• _Written problem_
Format every line of the records below as a single numbered list, leaving out blank lines and omitting the pictures.

** START Raw data **

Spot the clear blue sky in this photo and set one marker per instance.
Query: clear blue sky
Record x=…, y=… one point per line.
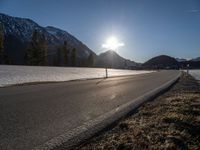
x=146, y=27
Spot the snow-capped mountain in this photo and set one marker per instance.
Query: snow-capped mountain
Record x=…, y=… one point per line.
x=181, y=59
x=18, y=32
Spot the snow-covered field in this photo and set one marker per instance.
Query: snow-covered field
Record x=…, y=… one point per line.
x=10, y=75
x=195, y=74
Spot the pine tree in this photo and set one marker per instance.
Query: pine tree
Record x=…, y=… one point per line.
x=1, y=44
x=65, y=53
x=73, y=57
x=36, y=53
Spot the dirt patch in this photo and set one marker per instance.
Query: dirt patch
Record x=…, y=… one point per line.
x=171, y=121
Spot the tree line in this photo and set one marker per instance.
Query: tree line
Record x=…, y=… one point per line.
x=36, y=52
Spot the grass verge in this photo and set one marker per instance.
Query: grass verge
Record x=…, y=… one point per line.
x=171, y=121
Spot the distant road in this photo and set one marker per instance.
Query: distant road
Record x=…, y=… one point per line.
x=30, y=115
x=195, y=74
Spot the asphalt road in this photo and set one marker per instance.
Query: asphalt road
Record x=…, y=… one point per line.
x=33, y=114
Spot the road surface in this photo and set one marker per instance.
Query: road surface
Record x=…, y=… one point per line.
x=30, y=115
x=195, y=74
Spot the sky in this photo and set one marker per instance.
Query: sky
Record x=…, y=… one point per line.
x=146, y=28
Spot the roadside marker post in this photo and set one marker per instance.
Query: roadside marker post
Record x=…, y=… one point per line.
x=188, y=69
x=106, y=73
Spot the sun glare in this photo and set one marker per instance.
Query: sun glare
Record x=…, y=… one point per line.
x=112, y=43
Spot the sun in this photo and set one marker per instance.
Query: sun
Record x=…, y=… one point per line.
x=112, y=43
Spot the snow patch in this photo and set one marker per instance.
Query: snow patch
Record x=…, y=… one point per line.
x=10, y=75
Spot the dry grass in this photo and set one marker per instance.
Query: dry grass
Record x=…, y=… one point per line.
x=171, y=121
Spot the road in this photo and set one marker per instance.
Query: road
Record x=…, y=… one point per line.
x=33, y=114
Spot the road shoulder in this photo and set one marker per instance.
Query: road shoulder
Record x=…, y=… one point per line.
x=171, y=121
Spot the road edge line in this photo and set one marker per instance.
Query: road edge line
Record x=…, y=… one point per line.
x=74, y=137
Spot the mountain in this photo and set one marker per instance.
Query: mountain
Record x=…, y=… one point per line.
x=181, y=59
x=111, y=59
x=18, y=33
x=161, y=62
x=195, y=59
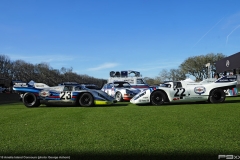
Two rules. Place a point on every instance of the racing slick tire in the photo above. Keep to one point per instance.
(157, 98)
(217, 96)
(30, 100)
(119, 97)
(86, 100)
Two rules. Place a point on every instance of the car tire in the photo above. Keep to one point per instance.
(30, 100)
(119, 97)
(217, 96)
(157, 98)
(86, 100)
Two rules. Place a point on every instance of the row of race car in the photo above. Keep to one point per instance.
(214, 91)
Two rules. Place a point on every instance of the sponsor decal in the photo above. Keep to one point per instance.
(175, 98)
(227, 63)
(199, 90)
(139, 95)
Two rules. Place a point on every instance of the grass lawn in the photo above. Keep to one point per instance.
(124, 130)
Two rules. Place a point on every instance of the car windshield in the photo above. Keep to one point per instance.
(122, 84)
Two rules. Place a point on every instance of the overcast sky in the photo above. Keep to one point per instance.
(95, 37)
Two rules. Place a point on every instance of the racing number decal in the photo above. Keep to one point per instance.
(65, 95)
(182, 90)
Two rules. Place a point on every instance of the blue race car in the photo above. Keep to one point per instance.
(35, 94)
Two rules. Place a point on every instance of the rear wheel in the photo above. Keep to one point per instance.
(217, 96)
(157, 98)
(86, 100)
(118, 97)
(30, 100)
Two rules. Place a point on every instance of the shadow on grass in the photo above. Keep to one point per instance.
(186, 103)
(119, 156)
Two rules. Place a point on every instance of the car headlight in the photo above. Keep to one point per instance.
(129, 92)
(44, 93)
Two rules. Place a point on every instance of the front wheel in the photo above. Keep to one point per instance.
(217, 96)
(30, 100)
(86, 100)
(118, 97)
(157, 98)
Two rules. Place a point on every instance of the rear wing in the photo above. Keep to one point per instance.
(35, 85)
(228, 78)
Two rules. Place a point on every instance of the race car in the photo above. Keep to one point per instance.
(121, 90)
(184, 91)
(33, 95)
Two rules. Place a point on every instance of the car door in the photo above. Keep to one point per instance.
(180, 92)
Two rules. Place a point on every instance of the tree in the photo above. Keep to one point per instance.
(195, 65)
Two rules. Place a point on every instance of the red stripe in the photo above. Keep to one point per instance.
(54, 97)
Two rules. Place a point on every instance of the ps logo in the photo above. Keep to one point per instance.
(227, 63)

** END Raw data **

• _Solution to this exercise_
1. Spot the clear blue sky in this photo and set one marker per instance.
2. Query: clear blue sky
3. Record x=…, y=… one point per line.
4. x=146, y=27
5. Spot the snow-capped mountain in this photo and set one marker per instance.
6. Query: snow-capped mountain
7. Record x=…, y=… one point per line.
8. x=181, y=59
9. x=18, y=32
10. Spot the snow-covered field in this photo and set one marker per instance.
11. Query: snow-covered field
12. Record x=…, y=… one point per line.
13. x=10, y=75
14. x=195, y=74
15. Spot the pine tree in this photo and set one marker per instance.
16. Query: pine tree
17. Record x=…, y=… one point per line.
18. x=1, y=44
19. x=65, y=53
20. x=73, y=57
21. x=36, y=53
22. Spot the dirt patch in this photo and set one marker per instance.
23. Query: dirt patch
24. Record x=…, y=… one point per line.
25. x=171, y=121
26. Spot the tree line in this photo and set one marker per instance.
27. Query: tree line
28. Record x=…, y=… one point per line.
29. x=36, y=52
30. Spot the grass verge in this photo and set one marker per instance.
31. Query: grass verge
32. Record x=…, y=… one point per line.
33. x=171, y=121
34. Spot the distant road in this photo and set one marker per instance.
35. Query: distant road
36. Record x=…, y=… one point per line.
37. x=30, y=115
38. x=195, y=74
39. Spot the asphalt road in this photo and set one marker per instance.
40. Query: asphalt road
41. Record x=…, y=… one point per line.
42. x=33, y=114
43. Spot the road surface in this photo and set one marker per instance.
44. Query: road surface
45. Record x=…, y=… one point per line.
46. x=30, y=115
47. x=195, y=74
48. Spot the sky in this photo and set one marker per instance.
49. Query: sky
50. Record x=…, y=… one point per line.
51. x=146, y=28
52. Spot the roadside marker post in this photo and set one marker per instance.
53. Query: roadside marker post
54. Record x=…, y=… one point per line.
55. x=188, y=69
56. x=106, y=73
57. Spot the sun glare in this photo and set one marker per instance.
58. Query: sun glare
59. Record x=…, y=… one point per line.
60. x=112, y=43
61. Spot the sun in this photo and set one marker per instance.
62. Query: sun
63. Record x=…, y=… one point per line.
64. x=112, y=43
65. Spot the snow patch in this photo and set one marker per instance.
66. Query: snow patch
67. Record x=…, y=… one point per line.
68. x=10, y=75
69. Spot the dry grass in this photo and set one marker per instance.
70. Query: dry grass
71. Record x=…, y=… one point per line.
72. x=171, y=121
73. Spot the road in this photo and set one marker per instance.
74. Query: road
75. Record x=…, y=… one point per line.
76. x=33, y=114
77. Spot the road shoulder in this photo and set one marker per instance.
78. Query: road shoulder
79. Record x=…, y=… one point per line.
80. x=171, y=121
81. Spot the road edge line in this photo and set one marker per instance.
82. Query: road edge line
83. Record x=…, y=… one point per line.
84. x=74, y=137
85. Spot the mountain in this photo and set one marker per instance.
86. Query: mountain
87. Record x=…, y=… one point per line.
88. x=181, y=59
89. x=111, y=59
90. x=18, y=33
91. x=161, y=62
92. x=195, y=59
93. Two rules. Place a point on every instance of the racing slick tire in the photo above. Keep to one point per instance.
94. (157, 98)
95. (217, 96)
96. (30, 100)
97. (119, 97)
98. (86, 100)
99. Two rules. Place a point on every instance of the car tire in the photo above. Keep to one point per instance.
100. (30, 100)
101. (119, 97)
102. (217, 96)
103. (157, 98)
104. (86, 100)
105. Two rules. Place a point on every instance of the row of race car in the photo above. Keep to one point per instance.
106. (214, 91)
107. Two rules. Place a point on every instance of the sponsor decal in the photo above. Keep to one point per instance.
108. (175, 98)
109. (227, 63)
110. (199, 90)
111. (139, 95)
112. Two rules. Place a point on every instance of the grass lawn in the photo above. Keep to one point per instance.
113. (124, 130)
114. Two rules. Place a point on every instance of the car windshield in the photo above. Keep to one point per instance.
115. (122, 84)
116. Two rules. Place a point on every instance of the overcast sky in the photo above. Keep to one point per instance.
117. (95, 37)
118. Two rules. Place a point on every instance of the racing number decal in the photo above. Keep to one point per instance.
119. (65, 95)
120. (182, 90)
121. Two rules. Place a point on every instance of the blue race car in the photo above. Keep to one point per instance.
122. (35, 94)
123. Two rules. Place a point on every instance of the rear wheel in the photo above. Keep to one point per instance.
124. (217, 96)
125. (157, 98)
126. (86, 100)
127. (118, 97)
128. (30, 100)
129. Two rules. Place a point on every instance of the shadow on grass in the photo above. Keep to one point per instance.
130. (186, 103)
131. (119, 156)
132. Two rules. Place a point on every instance of the car headlight in the photo above. Keep to one point per instance.
133. (129, 92)
134. (44, 93)
135. Two rules. Place a point on every instance of the front wheel in the photo above. Keep to one point per instance.
136. (217, 96)
137. (30, 100)
138. (86, 100)
139. (118, 97)
140. (157, 98)
141. Two rules. Place a point on every instance of the rear wing in the photo above. Keep to one point per instance.
142. (35, 85)
143. (228, 78)
144. Two rules. Place a point on every instance of the race car in the photo above. Keep to one point per instance.
145. (121, 90)
146. (184, 91)
147. (33, 95)
148. Two rules. Place a point on every instance of the car door in the photo above. Keep to one point per instance.
149. (180, 92)
150. Two rules. Place a point on every instance of the tree in the photo above. Keep to one point per instance.
151. (195, 65)
152. Two rules. Place a point on every instance of the red stripe in the photo above. Keep to one point per instance.
153. (54, 97)
154. Two rules. Place a point on every instance of the ps logo in the photo above. Keep to one point per instance.
155. (227, 63)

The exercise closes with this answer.